# Work required
The answer must be an exact copy of the records below, with every picture left out.

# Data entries
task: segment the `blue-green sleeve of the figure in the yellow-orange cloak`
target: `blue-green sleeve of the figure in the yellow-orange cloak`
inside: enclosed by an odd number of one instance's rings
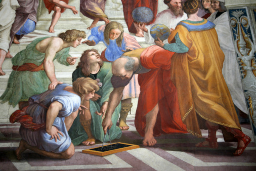
[[[164,44],[163,49],[170,51],[170,52],[176,52],[176,53],[186,53],[188,52],[188,47],[186,47],[183,42],[181,41],[179,37],[179,33],[175,35],[176,42],[173,44]]]

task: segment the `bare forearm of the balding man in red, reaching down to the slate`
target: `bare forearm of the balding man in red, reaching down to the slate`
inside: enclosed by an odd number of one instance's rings
[[[105,118],[103,119],[103,122],[102,122],[104,134],[107,133],[107,128],[110,129],[113,124],[111,121],[111,117],[115,111],[115,108],[118,106],[118,104],[120,103],[120,101],[122,99],[123,89],[124,89],[124,87],[114,88],[114,90],[110,93],[109,100],[108,100],[107,112],[106,112]]]

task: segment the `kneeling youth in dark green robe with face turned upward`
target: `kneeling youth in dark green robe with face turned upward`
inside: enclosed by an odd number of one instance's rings
[[[110,80],[112,77],[111,63],[103,62],[99,52],[90,49],[83,52],[76,68],[72,74],[73,81],[79,77],[91,77],[97,80],[100,86],[90,102],[84,101],[83,105],[88,109],[83,109],[83,114],[77,115],[68,132],[74,146],[79,144],[90,146],[94,145],[96,140],[101,142],[104,140],[101,123],[107,110],[109,95],[113,90]],[[115,125],[109,130],[110,140],[119,139],[122,134],[120,128],[116,126],[120,109],[121,104],[118,104],[112,117]],[[105,141],[109,141],[108,136]]]

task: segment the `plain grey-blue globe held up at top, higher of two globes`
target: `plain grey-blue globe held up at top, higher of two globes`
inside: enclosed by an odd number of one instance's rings
[[[132,13],[135,22],[149,23],[153,18],[154,14],[150,8],[137,7]]]

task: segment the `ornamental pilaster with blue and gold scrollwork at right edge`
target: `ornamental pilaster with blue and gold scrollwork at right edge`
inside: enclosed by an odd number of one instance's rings
[[[256,142],[256,1],[226,0],[254,142]]]

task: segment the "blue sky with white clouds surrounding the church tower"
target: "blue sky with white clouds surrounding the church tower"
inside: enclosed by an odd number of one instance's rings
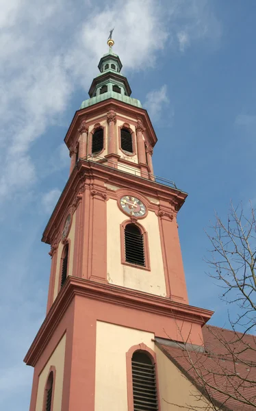
[[[255,202],[255,0],[1,1],[0,408],[27,411],[23,357],[44,319],[49,246],[40,242],[68,177],[63,139],[114,51],[158,137],[155,174],[189,193],[179,234],[190,303],[227,324],[205,275],[203,229],[229,201]]]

# Result of this task
task: segment the `blue-green sleeve of the figure in the yellow-orange cloak`
target: `blue-green sleeve of the figure in the yellow-orange cloak`
inside: enclosed by an odd number of one instance's rings
[[[164,44],[163,49],[170,51],[170,52],[176,52],[176,53],[186,53],[188,52],[188,47],[186,47],[183,42],[181,41],[179,37],[179,33],[175,35],[176,42],[173,44]]]

task: segment the `bare forearm of the balding man in red, reaching down to the slate`
target: `bare forearm of the balding man in red, reaching down to the slate`
inside: enclosed by an odd number of one instance's rings
[[[105,118],[103,119],[103,122],[102,122],[104,134],[107,133],[107,128],[110,129],[113,124],[111,121],[111,117],[115,111],[115,108],[118,106],[118,104],[120,103],[120,101],[122,99],[123,89],[124,89],[124,87],[114,88],[114,90],[110,93],[109,100],[108,100],[107,112],[106,112]]]

task: segment the `kneeling youth in dark green robe with face turned upward`
target: `kneeling youth in dark green robe with face turned upward`
inside: enclosed by an odd number of one instance's rings
[[[110,80],[112,77],[111,63],[103,62],[99,52],[90,49],[83,52],[76,68],[72,74],[73,81],[79,77],[91,77],[97,80],[100,86],[90,102],[84,101],[83,105],[88,109],[83,109],[83,114],[77,115],[68,132],[74,146],[79,144],[90,146],[94,145],[96,140],[101,142],[104,140],[101,123],[107,110],[109,95],[113,90]],[[115,125],[109,130],[110,140],[119,139],[122,134],[120,128],[116,126],[120,109],[121,104],[118,104],[112,117]],[[105,141],[109,141],[108,136]]]

task: segment the `plain grey-blue globe held up at top, higher of two globes`
target: `plain grey-blue globe held up at top, higher of two globes`
inside: enclosed by an odd number of one instance's rings
[[[132,13],[135,22],[149,23],[153,18],[154,14],[150,8],[137,7]]]

task: segment the `ornamental pilaster with blue and gold scrollwork at right edge`
target: `ornamental pilaster with blue and gold scrollwork at right edge`
inside: enclosed by an odd number of one instance's rings
[[[256,142],[256,1],[226,0],[254,142]]]

task: segment the "blue sky with white clouds surrounding the church tower"
target: "blue sky with white clouds surrounding the church tower"
inside: enclosed by an odd number of one instance's rings
[[[255,202],[255,0],[1,1],[0,408],[27,411],[23,357],[44,319],[49,246],[40,242],[68,177],[63,139],[114,51],[158,137],[155,174],[189,193],[179,234],[190,303],[227,324],[205,275],[203,229],[229,201]]]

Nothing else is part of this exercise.